:: Your objective ::
Pull out each line of the items below that contains the string "gray". Case counts.

:: The input ::
_ _ _ _ _ _ _

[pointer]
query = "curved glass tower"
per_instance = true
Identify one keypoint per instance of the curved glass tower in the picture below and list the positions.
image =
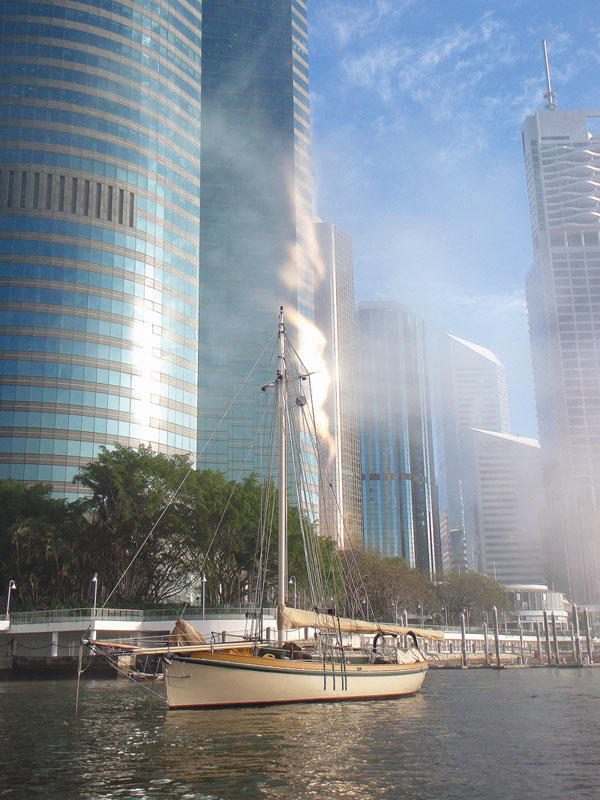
(99, 231)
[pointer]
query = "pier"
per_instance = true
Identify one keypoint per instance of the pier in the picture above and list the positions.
(47, 642)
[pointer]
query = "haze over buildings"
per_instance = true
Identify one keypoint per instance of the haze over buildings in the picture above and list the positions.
(562, 161)
(471, 393)
(341, 503)
(396, 435)
(502, 491)
(155, 186)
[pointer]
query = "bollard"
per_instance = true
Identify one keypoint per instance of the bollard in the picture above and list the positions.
(486, 655)
(547, 633)
(577, 652)
(497, 635)
(523, 660)
(588, 635)
(555, 639)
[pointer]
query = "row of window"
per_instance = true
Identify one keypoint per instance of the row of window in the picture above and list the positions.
(74, 119)
(61, 116)
(84, 424)
(78, 397)
(30, 29)
(90, 324)
(99, 302)
(80, 164)
(112, 149)
(65, 194)
(76, 448)
(76, 372)
(106, 235)
(86, 277)
(76, 422)
(141, 101)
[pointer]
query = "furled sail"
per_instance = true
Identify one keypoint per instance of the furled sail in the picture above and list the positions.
(297, 618)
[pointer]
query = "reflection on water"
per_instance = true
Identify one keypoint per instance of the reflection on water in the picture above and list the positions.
(469, 735)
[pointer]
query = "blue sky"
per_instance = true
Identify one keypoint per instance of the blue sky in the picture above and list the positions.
(417, 107)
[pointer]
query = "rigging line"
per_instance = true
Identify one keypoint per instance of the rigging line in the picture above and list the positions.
(176, 492)
(235, 486)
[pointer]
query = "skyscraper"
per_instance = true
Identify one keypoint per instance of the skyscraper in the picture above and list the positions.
(472, 393)
(562, 161)
(396, 438)
(256, 215)
(341, 504)
(154, 185)
(99, 234)
(502, 492)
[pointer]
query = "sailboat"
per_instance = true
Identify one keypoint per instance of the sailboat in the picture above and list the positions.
(339, 658)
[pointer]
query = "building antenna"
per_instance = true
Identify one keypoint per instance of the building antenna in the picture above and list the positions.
(549, 95)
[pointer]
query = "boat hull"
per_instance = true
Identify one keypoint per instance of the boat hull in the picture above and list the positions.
(221, 680)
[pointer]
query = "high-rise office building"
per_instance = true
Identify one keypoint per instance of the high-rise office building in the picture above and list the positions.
(562, 160)
(503, 498)
(99, 232)
(256, 215)
(396, 438)
(471, 393)
(154, 184)
(339, 447)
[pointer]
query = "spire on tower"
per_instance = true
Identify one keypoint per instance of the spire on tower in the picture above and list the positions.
(549, 95)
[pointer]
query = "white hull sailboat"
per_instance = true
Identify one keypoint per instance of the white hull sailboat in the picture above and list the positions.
(339, 659)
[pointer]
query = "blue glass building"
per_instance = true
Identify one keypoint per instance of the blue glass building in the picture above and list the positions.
(154, 193)
(256, 212)
(99, 231)
(396, 437)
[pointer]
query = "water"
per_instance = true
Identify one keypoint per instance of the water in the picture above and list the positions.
(476, 734)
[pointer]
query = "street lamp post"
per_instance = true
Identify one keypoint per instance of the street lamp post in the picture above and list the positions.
(11, 587)
(291, 581)
(203, 594)
(420, 610)
(445, 610)
(95, 582)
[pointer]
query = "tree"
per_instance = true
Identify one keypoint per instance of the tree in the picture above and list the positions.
(473, 591)
(39, 544)
(137, 539)
(392, 586)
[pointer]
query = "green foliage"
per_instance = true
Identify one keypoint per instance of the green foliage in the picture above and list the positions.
(471, 590)
(39, 538)
(392, 586)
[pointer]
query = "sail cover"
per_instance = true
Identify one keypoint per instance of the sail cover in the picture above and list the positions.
(297, 618)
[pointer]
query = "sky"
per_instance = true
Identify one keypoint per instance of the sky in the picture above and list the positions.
(416, 110)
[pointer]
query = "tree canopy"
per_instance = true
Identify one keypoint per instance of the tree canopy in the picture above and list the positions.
(150, 526)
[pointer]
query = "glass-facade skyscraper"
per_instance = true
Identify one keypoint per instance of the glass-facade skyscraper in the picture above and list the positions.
(339, 448)
(471, 393)
(99, 233)
(154, 180)
(396, 436)
(256, 210)
(562, 161)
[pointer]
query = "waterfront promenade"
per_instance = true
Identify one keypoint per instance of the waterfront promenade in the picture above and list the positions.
(48, 641)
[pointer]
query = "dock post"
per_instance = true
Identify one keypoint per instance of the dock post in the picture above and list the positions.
(497, 635)
(539, 642)
(547, 634)
(555, 639)
(463, 636)
(577, 652)
(486, 654)
(588, 635)
(523, 660)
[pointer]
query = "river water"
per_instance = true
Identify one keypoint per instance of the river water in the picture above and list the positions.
(469, 734)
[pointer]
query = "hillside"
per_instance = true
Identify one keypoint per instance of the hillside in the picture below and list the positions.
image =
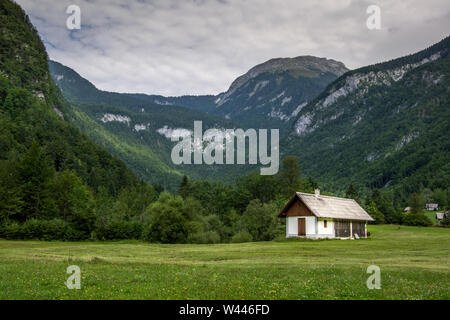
(41, 152)
(269, 95)
(379, 126)
(139, 131)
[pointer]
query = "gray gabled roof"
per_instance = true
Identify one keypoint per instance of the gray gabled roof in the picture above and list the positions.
(334, 207)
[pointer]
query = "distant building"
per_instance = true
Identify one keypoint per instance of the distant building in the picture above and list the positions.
(315, 216)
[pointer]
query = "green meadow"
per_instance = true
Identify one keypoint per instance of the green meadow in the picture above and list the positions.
(414, 263)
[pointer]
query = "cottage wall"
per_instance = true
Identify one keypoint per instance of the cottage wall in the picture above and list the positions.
(328, 231)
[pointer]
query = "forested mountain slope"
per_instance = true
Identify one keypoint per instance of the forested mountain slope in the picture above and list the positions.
(379, 126)
(41, 152)
(269, 95)
(139, 131)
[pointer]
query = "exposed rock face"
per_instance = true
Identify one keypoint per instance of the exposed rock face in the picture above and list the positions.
(359, 85)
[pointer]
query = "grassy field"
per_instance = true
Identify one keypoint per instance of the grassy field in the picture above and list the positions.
(414, 262)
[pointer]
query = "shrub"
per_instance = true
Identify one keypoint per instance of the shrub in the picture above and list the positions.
(260, 220)
(10, 230)
(46, 230)
(206, 237)
(445, 221)
(172, 219)
(242, 236)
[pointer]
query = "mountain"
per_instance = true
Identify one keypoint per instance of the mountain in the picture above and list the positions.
(39, 146)
(138, 130)
(381, 125)
(269, 95)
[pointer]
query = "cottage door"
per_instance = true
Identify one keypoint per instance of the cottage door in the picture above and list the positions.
(301, 227)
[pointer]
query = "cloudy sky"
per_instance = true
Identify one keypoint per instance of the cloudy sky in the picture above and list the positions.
(175, 47)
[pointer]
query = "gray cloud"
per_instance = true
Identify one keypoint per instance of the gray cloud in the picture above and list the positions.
(175, 47)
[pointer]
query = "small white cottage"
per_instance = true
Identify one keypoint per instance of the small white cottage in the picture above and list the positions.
(316, 216)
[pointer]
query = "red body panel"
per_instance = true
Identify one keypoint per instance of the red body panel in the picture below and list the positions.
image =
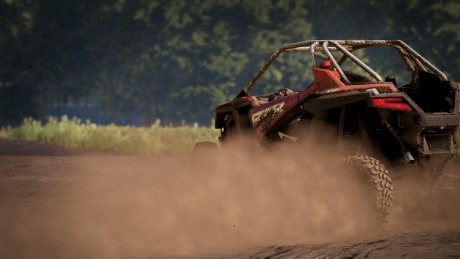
(267, 119)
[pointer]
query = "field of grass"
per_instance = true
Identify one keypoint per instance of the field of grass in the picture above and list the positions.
(154, 140)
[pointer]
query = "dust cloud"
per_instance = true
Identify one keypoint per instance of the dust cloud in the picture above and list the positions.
(146, 207)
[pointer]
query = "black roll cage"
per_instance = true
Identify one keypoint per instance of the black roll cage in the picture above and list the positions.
(347, 47)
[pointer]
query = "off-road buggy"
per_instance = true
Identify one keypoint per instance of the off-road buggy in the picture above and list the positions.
(378, 127)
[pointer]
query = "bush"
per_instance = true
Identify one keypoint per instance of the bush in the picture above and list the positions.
(127, 140)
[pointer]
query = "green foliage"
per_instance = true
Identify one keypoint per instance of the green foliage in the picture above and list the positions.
(176, 59)
(153, 140)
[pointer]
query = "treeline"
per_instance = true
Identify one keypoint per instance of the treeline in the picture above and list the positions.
(177, 59)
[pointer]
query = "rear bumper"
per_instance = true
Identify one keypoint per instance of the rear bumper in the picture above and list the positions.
(425, 119)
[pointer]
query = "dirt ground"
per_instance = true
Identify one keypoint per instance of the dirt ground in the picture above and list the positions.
(59, 203)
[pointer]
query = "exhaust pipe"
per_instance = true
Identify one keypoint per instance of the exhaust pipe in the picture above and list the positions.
(409, 158)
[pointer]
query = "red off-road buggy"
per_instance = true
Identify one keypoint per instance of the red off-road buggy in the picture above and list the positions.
(378, 127)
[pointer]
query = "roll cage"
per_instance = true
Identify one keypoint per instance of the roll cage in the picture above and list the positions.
(323, 48)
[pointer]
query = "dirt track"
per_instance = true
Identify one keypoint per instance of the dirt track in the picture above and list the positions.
(58, 203)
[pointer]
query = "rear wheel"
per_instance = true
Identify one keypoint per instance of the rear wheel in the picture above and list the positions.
(372, 183)
(204, 157)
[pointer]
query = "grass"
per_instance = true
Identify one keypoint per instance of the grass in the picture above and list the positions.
(127, 140)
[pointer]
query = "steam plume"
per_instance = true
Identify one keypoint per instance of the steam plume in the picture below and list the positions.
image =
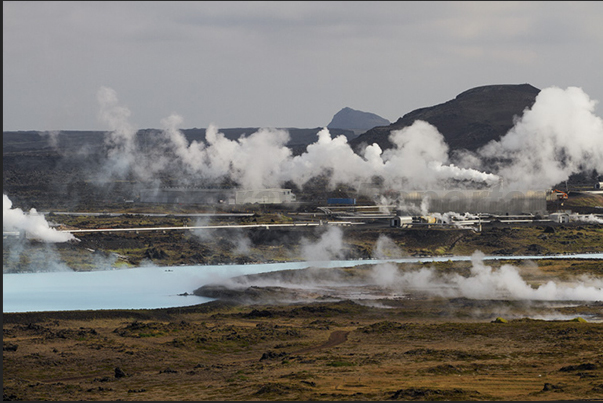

_ _ _ _ _ _ _

:: The result ::
query = "gray gabled roof"
Identify one keypoint per instance of the gray gabled roof in the picture above and list the positions.
query = "gray cloud"
Identify one keypoint per instance of the gray cloud in the picture above and list the positions.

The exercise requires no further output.